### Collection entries
----------------

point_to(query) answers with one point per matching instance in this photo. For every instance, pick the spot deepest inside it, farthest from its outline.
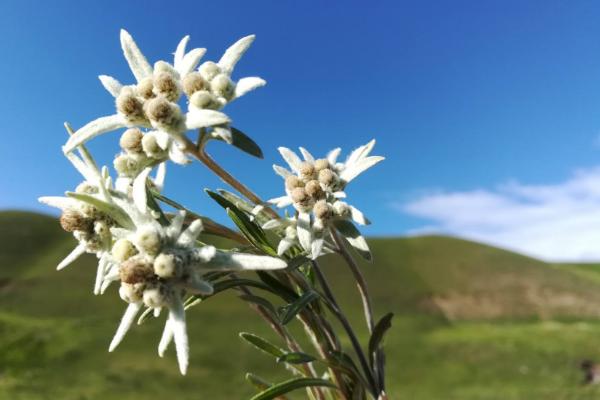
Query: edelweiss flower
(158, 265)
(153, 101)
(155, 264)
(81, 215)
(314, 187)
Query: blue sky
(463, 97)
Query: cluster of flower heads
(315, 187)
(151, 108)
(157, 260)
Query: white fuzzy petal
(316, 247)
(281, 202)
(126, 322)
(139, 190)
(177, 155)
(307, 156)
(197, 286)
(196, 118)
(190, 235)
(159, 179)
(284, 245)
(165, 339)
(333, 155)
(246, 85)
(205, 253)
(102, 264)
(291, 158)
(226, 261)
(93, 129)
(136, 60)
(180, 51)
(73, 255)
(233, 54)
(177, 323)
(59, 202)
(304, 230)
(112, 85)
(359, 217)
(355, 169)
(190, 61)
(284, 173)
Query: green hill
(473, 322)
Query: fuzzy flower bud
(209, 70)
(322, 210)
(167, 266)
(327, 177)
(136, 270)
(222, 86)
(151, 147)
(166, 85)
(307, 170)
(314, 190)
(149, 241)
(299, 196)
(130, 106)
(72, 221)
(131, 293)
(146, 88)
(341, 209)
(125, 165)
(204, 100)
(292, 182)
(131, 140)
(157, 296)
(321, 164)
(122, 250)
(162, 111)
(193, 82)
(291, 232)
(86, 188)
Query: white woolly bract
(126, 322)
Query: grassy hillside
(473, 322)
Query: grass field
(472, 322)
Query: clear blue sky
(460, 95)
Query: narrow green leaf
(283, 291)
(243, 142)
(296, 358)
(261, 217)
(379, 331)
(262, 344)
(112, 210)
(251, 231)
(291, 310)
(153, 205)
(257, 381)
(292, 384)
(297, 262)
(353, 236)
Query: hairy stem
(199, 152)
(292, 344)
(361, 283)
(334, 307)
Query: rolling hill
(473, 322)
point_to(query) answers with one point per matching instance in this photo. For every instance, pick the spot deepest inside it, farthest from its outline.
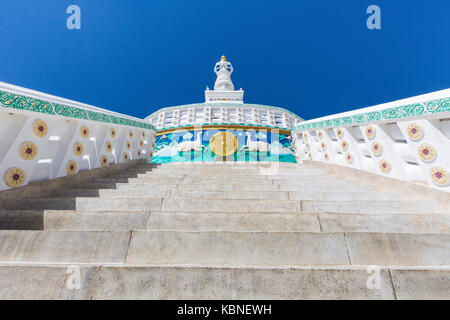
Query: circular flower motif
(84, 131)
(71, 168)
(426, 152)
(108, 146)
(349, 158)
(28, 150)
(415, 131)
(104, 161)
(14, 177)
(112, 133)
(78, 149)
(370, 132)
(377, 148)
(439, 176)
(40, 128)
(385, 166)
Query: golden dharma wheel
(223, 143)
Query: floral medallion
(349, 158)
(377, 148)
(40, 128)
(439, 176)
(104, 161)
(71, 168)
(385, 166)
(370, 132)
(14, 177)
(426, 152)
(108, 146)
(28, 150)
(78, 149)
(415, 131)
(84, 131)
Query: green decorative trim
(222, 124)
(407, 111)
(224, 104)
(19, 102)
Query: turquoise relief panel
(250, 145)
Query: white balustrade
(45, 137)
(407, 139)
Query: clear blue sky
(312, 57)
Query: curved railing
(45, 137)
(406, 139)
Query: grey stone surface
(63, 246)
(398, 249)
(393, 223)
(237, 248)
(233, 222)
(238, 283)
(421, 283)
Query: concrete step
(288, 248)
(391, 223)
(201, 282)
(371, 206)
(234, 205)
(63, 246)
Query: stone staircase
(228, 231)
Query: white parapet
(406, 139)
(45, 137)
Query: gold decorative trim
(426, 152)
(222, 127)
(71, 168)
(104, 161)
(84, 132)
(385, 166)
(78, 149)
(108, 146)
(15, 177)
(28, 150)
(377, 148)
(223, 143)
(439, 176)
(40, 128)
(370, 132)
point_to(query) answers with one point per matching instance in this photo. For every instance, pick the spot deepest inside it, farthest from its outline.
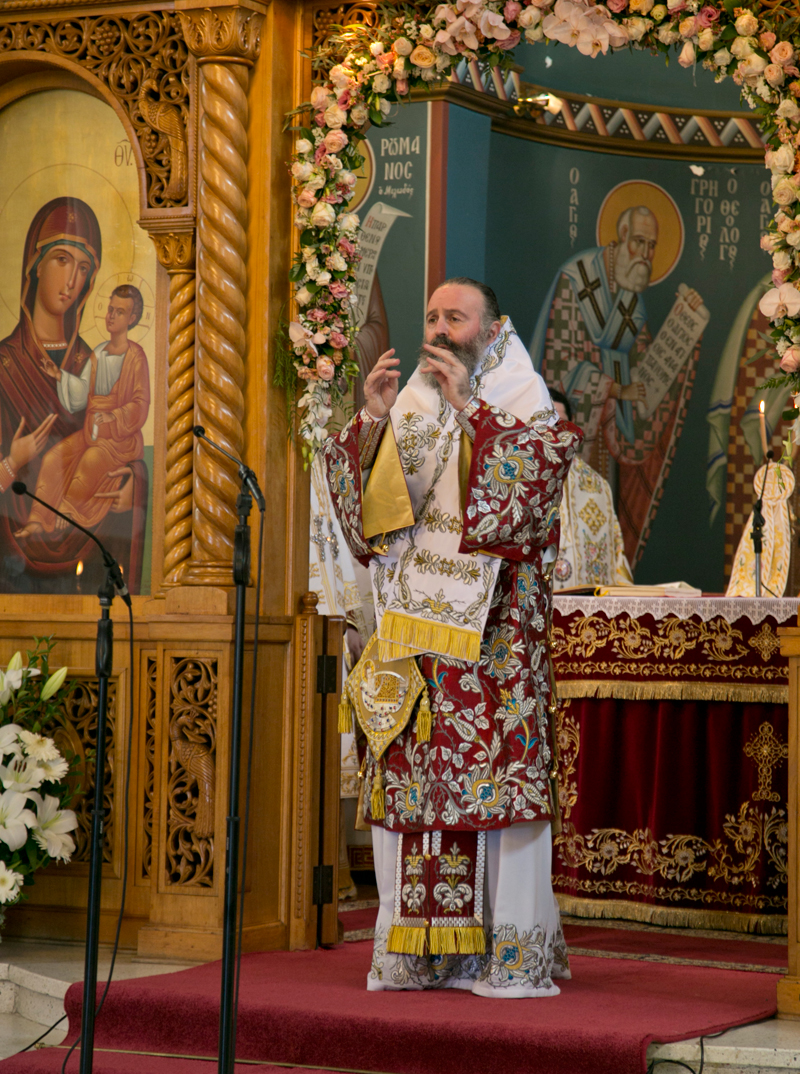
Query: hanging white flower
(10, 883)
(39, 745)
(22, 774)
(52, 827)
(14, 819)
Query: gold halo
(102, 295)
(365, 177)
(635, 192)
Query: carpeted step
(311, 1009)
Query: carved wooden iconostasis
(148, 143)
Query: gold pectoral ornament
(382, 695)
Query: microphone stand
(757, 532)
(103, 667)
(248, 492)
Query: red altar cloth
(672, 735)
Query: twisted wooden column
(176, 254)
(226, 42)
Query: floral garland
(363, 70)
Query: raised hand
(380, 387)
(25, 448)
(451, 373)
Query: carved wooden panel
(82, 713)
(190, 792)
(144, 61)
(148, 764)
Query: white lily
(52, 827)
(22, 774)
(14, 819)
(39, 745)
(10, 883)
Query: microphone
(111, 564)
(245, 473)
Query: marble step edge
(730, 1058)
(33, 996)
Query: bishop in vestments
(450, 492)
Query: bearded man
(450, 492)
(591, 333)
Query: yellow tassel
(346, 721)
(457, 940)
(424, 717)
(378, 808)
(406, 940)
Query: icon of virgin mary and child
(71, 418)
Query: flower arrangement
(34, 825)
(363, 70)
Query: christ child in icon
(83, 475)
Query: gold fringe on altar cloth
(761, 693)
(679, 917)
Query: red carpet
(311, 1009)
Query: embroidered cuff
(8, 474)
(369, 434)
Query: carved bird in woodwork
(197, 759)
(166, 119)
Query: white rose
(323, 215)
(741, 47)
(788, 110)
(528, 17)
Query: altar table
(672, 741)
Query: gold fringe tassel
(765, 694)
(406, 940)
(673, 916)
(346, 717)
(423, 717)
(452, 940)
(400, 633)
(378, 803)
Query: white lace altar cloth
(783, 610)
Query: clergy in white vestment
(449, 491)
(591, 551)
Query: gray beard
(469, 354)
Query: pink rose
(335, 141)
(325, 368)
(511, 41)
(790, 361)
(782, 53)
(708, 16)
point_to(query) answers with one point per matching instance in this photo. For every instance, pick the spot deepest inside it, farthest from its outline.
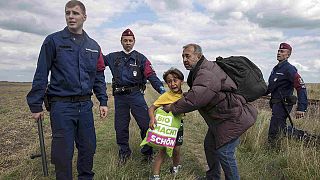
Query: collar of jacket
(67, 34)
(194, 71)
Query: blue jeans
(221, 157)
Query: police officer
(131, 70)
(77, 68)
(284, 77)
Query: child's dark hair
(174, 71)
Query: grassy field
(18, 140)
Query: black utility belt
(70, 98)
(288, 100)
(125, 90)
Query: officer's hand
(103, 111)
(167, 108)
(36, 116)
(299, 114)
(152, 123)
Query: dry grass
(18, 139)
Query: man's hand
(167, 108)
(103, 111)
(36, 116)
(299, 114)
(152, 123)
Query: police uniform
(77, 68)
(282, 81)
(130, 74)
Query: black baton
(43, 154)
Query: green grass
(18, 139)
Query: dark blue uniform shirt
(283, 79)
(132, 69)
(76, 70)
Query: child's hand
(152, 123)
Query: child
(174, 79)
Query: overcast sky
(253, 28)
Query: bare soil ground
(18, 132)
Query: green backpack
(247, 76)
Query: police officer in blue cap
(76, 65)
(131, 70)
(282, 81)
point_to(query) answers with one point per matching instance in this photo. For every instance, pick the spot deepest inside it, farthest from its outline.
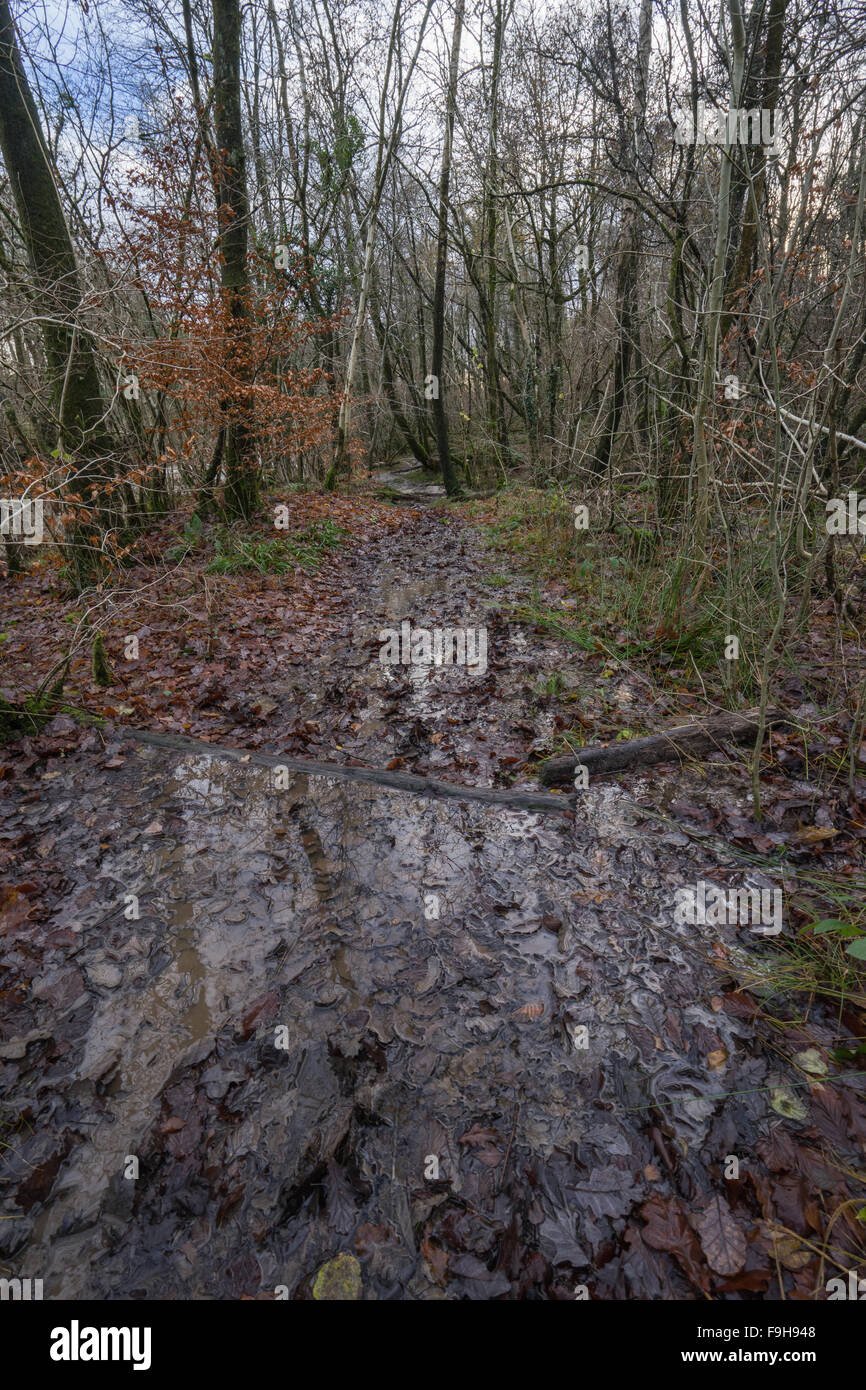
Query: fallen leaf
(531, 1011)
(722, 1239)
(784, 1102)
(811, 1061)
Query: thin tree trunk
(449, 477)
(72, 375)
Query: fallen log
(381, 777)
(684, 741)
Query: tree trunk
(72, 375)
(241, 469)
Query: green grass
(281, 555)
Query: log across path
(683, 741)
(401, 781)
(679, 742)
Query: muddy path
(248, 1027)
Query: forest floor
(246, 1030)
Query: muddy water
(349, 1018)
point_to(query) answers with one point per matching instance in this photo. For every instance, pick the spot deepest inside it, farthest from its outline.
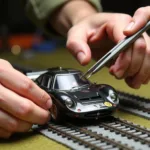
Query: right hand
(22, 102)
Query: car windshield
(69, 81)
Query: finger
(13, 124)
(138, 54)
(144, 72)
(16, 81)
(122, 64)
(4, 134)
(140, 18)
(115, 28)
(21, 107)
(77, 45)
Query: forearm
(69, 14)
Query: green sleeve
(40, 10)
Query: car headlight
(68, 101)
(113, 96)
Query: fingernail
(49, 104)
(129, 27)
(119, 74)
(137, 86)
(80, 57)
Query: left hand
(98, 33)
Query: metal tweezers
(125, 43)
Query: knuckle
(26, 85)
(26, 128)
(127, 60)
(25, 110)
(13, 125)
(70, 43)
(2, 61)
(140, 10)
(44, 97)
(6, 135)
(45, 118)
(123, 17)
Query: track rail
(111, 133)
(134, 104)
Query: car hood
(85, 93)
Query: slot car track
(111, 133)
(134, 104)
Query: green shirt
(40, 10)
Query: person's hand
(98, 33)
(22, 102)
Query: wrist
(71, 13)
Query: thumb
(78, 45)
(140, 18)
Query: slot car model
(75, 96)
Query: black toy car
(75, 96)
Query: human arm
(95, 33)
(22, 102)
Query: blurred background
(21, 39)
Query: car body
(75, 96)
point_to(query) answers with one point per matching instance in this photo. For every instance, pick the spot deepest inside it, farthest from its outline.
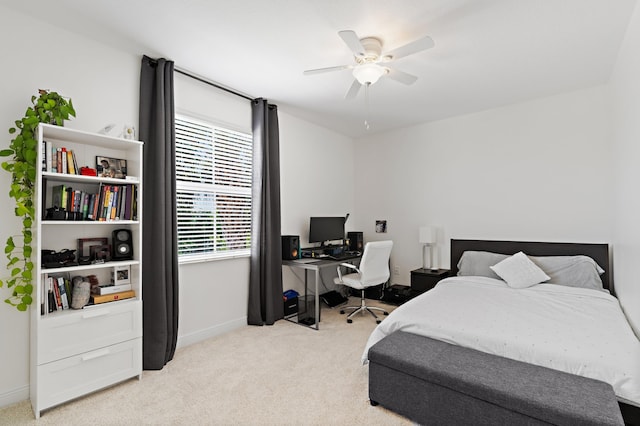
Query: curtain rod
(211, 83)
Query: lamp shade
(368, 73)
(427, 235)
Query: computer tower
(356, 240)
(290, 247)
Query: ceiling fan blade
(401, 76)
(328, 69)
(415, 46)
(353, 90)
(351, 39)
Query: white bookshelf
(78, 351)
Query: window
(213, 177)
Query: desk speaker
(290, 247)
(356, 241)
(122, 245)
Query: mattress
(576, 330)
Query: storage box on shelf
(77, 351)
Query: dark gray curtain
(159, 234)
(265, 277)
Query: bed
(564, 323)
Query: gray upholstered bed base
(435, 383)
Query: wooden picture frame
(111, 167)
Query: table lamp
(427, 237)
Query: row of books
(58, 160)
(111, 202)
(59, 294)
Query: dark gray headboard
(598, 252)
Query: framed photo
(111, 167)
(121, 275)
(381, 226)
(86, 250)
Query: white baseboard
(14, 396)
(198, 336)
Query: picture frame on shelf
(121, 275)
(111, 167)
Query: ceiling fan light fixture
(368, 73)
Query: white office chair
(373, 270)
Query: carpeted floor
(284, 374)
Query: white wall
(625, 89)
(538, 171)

----------------

### PROBLEM DESCRIPTION
Lines from the one that contains "Query: dark gray curtain" through the final line of the entries must be duplicated exactly, and no other lines.

### OUTPUT OF THE EXERCISE
Query: dark gray curtain
(159, 234)
(265, 277)
Query: bed
(564, 323)
Query: gray upholstered bed base
(435, 383)
Query: wooden picture frame
(111, 167)
Query: table lamp
(427, 237)
Query: row of books
(58, 160)
(111, 202)
(59, 294)
Query: dark gray headboard
(598, 252)
Query: framed photo
(111, 167)
(121, 275)
(381, 226)
(86, 250)
Query: white baseboard
(14, 396)
(198, 336)
Query: picture frame on shelf
(121, 275)
(111, 167)
Query: ceiling fan light fixture
(368, 73)
Query: white office chair
(373, 270)
Query: carpeted floor
(284, 374)
Query: white wall
(625, 89)
(538, 171)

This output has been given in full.